WHAT YOU WILL DO
1. In the article below on the MILF pullout from North Cotabato, how many people have the hostilities displaced, according to the National Disaster Coordinating Council?
2. Name every person identified by name in the article below on the MILF pullout from North Cotabato.
3. Write the next part of the article below on the MILF pullout from North Cotabato, picking up after its final sentence.

DOCUMENT
┌──

MANILA, Philippines – (UPDATE2) About 80,000 villagers have fled their homes as pullout of Moro fighters from North Cotabato ground to a halt Saturday, with the rebels “emotional” over stalled peace talks, and as clashes with government militiamen continued, officials said.

The Coordinating Committee on the Cessation of Hostilities (CCCH) met Saturday evening to discuss plans to implement the withdrawal of hundreds of Moro Islamic Liberation Front (MILF) rebels from five towns and at least nine villages in the central Mindanao province.

Hostilities have displaced 16,057 families, or about 80,000 individuals, according to the National Disaster Coordinating Council (NDCC).

“They are emotional because of the TRO. They are saying that if not for Manny Piñol, this would not have happened,” MILF Vice Chairman for political affairs Ghadzali Jaafar said in a phone interview.

Jaafar was referring to the temporary restraining order issued by the Supreme Court that stopped the signing of a memorandum of agreement between Manila and the MILF that was meant to pave the way for a final political settlement to end MILF’s 30-year fight for an independent Islamic state.

The high tribunal issued the TRO August 4 on the petition of Piñol and several officials of North Cotabato. Under the deal, the Autonomous Region in Muslim Mindanao (ARMM) would be expanded by including 712 more villages.

“We are trying to calm them down. We are talking to them, explaining to them the primacy of the peace process and that it is the decision of the CCCH [for them to leave North Cotabato],” Jaafar said.

Asked if there was a time frame for the pullout, which the MILF calls a “repositioning” of troops, Jaafar said: “The [MILF] Central Committee is not fond of giving time frames. We think this will not drag on, this could be finished by tomorrow [Sunday].”
On Friday, the government gave the MILF rebels 24 hours to leave the occupied villages or risk being forced out by the military but they delayed their withdrawal citing security concerns
The civil military affairs chief of the MILF, Eid Kabalu, said that their troops clashed with militia men and Army forces in Tapodoc village, Aleosan town, while their position in Balike village, in Midsayap town was shelled.

└──

RAW RECORDS
┌──

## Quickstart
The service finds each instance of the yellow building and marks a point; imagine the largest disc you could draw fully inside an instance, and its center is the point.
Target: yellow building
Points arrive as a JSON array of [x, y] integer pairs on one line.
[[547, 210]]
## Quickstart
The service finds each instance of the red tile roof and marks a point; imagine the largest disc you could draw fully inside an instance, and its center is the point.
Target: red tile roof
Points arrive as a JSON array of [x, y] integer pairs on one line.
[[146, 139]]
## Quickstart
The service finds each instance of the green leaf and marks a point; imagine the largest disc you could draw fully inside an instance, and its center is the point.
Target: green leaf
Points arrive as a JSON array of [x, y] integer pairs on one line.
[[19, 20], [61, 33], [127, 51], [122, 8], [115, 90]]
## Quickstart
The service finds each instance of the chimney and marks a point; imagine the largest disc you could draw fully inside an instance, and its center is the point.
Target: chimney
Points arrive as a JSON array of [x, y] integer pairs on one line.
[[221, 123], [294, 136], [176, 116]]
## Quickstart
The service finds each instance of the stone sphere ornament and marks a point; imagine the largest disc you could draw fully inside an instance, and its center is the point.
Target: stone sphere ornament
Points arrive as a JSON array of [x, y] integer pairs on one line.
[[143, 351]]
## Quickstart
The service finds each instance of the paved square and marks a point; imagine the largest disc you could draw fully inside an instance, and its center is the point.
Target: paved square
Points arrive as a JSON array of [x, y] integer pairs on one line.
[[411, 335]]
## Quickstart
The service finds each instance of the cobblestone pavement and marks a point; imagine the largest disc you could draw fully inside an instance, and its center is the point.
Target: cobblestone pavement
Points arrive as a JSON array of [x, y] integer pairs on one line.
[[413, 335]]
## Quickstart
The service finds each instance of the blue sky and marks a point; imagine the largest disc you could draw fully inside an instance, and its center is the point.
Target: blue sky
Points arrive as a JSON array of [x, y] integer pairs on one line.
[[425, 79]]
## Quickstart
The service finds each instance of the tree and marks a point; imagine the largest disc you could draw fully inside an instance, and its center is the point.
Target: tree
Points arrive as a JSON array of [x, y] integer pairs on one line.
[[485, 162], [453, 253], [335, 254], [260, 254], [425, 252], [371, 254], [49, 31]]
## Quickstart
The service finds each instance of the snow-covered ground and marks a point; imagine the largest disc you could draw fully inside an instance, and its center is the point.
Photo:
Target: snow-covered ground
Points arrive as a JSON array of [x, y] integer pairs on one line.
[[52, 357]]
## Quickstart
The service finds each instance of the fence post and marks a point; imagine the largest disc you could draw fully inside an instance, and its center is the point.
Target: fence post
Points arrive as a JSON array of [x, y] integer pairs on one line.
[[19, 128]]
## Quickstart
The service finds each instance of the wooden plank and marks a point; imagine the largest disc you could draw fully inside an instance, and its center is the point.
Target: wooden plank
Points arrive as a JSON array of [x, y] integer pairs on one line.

└──

ANSWERS FOR THE TASKS
1. 16,057 families, or about 80,000 individuals.

2. Manny Piñol, Ghadzali Jaafar, Eid Kabalu

3.
“They feel betrayed, they are repositioning and yet they are being attacked,” Kabalu said in a separate phone interview.

Kabalu also accused the militia men of “sabotaging” the pullout.

On Friday, at around 5 p.m., MILF and militia forces happened clashed in Dunguan village, the rebels’ jump off point to Maguindanao province, where they were ordered to return or “reposition,” said Brigadier General Reynaldo Sealana, who chairs the government side of the CCCH.

“The CAFGU [Civilian Armed Forces Geographic Unit] and the CVO [Civilian Volunteers Organization] in the area, when they saw the MILF, thought that they were under attack, so there was an exchange of fire,” Sealana said in a phone interview.

Defense Secretary Gilberto Teodoro Jr. has mobilized concerned government agencies for relief efforts for the displaced residents, NDCC spokesman Anthoy Golez said in a text message to reporters.

A command post was set up in Libungan town “to facilitate a systematic relief effort,” he said.

Tulunan town had the most number of displaced families, 10,819 in 12 villages, followed by Aleosan with 3,273 families in six villages; Pikit with 1,034 families in five villages; Midsayap with 670 families in five villages; and Libungan with 261 families in three villages, Golez said.

The displaced residents were staying in their relatives houses, Golez said.

Teodoro, who chairs the NDCC, issued the order on the instruction of President Gloria Macapagal-Arroyo, who is in Beijing, China for the opening of the 2008 Olympics, Golez said.

MILF rebels occupied several villages in North Cotabato in the last two weeks and were accused of burning houses, and seizing farm lands and livestock.

The rebels agreed to withdraw or “reposition,” but they have yet to complete the pullout as of Saturday evening, well beyond the expiration of the government’s 24-hour deadline at 10 a.m. Friday.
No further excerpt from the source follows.